### PROBLEM TO WORK ON
All of the data must be returned word for word.

-- PROVIDED DATA follows --

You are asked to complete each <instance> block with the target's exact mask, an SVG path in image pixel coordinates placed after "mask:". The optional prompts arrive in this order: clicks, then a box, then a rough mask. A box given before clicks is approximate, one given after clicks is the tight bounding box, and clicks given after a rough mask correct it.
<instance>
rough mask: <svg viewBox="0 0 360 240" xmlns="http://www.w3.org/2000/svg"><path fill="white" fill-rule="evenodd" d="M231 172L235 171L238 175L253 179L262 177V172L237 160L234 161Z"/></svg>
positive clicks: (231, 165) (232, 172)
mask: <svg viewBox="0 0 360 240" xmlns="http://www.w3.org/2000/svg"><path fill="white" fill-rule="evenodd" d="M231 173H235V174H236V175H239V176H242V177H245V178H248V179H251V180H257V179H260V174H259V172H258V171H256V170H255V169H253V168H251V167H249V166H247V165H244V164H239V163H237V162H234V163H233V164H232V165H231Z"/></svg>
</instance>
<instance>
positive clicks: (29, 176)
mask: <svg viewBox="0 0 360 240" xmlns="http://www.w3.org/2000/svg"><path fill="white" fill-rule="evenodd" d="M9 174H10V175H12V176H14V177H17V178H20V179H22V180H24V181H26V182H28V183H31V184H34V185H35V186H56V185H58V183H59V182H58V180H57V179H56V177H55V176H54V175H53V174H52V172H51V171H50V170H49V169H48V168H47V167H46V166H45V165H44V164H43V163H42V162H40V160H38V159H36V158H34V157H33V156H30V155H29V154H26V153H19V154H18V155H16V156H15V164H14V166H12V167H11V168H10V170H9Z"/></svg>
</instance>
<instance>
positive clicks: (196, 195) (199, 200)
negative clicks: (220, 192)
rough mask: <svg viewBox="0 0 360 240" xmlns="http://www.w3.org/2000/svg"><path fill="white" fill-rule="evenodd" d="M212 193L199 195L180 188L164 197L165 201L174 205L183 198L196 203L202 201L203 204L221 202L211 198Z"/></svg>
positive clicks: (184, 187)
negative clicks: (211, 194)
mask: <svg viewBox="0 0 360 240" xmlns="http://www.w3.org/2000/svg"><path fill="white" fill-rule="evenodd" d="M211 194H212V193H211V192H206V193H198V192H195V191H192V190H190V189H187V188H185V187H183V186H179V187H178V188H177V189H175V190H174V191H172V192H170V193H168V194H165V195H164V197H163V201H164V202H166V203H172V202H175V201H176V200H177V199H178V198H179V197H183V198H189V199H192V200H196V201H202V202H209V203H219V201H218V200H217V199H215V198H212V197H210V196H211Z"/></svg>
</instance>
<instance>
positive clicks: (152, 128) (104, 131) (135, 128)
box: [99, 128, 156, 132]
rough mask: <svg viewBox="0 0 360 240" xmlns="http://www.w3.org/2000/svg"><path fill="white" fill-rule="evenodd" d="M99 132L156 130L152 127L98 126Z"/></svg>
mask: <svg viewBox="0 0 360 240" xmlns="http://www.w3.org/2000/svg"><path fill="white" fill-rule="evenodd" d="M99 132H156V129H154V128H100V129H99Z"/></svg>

-- PROVIDED DATA concluded --

### OUTPUT OF THE TASK
You are asked to complete each <instance> block with the target's exact mask, an SVG path in image pixel coordinates placed after "mask:". The optional prompts arrive in this order: clicks, then a box, then a rough mask. A box given before clicks is approximate, one given after clicks is the tight bounding box, and clicks given after a rough mask correct it.
<instance>
rough mask: <svg viewBox="0 0 360 240" xmlns="http://www.w3.org/2000/svg"><path fill="white" fill-rule="evenodd" d="M231 172L235 171L238 175L253 179L262 177V172L237 160L234 161Z"/></svg>
positive clicks: (231, 165) (232, 172)
mask: <svg viewBox="0 0 360 240" xmlns="http://www.w3.org/2000/svg"><path fill="white" fill-rule="evenodd" d="M231 173H235V174H236V175H239V176H242V177H245V178H248V179H251V180H257V179H260V174H259V172H258V171H256V170H255V169H253V168H251V167H249V166H247V165H244V164H239V163H237V162H234V163H233V164H232V165H231Z"/></svg>
</instance>
<instance>
positive clicks: (29, 176)
mask: <svg viewBox="0 0 360 240" xmlns="http://www.w3.org/2000/svg"><path fill="white" fill-rule="evenodd" d="M9 174H10V175H12V176H14V177H17V178H20V179H22V180H24V181H26V182H28V183H31V184H34V185H35V186H56V185H58V183H59V182H58V180H57V179H56V177H55V176H54V175H53V174H52V172H51V171H50V170H49V169H48V168H47V167H46V166H45V165H44V164H43V163H42V162H40V160H38V159H36V158H34V157H33V156H30V155H29V154H26V153H19V154H18V155H16V156H15V164H14V166H12V167H11V168H10V170H9Z"/></svg>
</instance>
<instance>
positive clicks: (196, 195) (199, 200)
negative clicks: (220, 192)
rough mask: <svg viewBox="0 0 360 240" xmlns="http://www.w3.org/2000/svg"><path fill="white" fill-rule="evenodd" d="M212 193L199 195L180 188L164 197L165 201L174 205L183 198L196 203L202 201L203 204L221 202L211 198Z"/></svg>
positive clicks: (184, 187)
negative clicks: (211, 194)
mask: <svg viewBox="0 0 360 240" xmlns="http://www.w3.org/2000/svg"><path fill="white" fill-rule="evenodd" d="M211 194H212V193H211V192H206V193H198V192H195V191H192V190H190V189H187V188H185V187H183V186H179V187H178V188H177V189H175V190H174V191H172V192H170V193H168V194H165V195H164V197H163V201H164V202H166V203H172V202H175V201H176V200H177V199H178V198H179V197H183V198H189V199H192V200H196V201H202V202H209V203H219V201H218V200H217V199H215V198H212V197H210V196H211Z"/></svg>
</instance>
<instance>
positive clicks: (152, 128) (104, 131) (135, 128)
box: [99, 128, 156, 132]
rough mask: <svg viewBox="0 0 360 240" xmlns="http://www.w3.org/2000/svg"><path fill="white" fill-rule="evenodd" d="M99 132L156 130L152 127L98 126Z"/></svg>
mask: <svg viewBox="0 0 360 240" xmlns="http://www.w3.org/2000/svg"><path fill="white" fill-rule="evenodd" d="M99 132H156V129H154V128H100V129H99Z"/></svg>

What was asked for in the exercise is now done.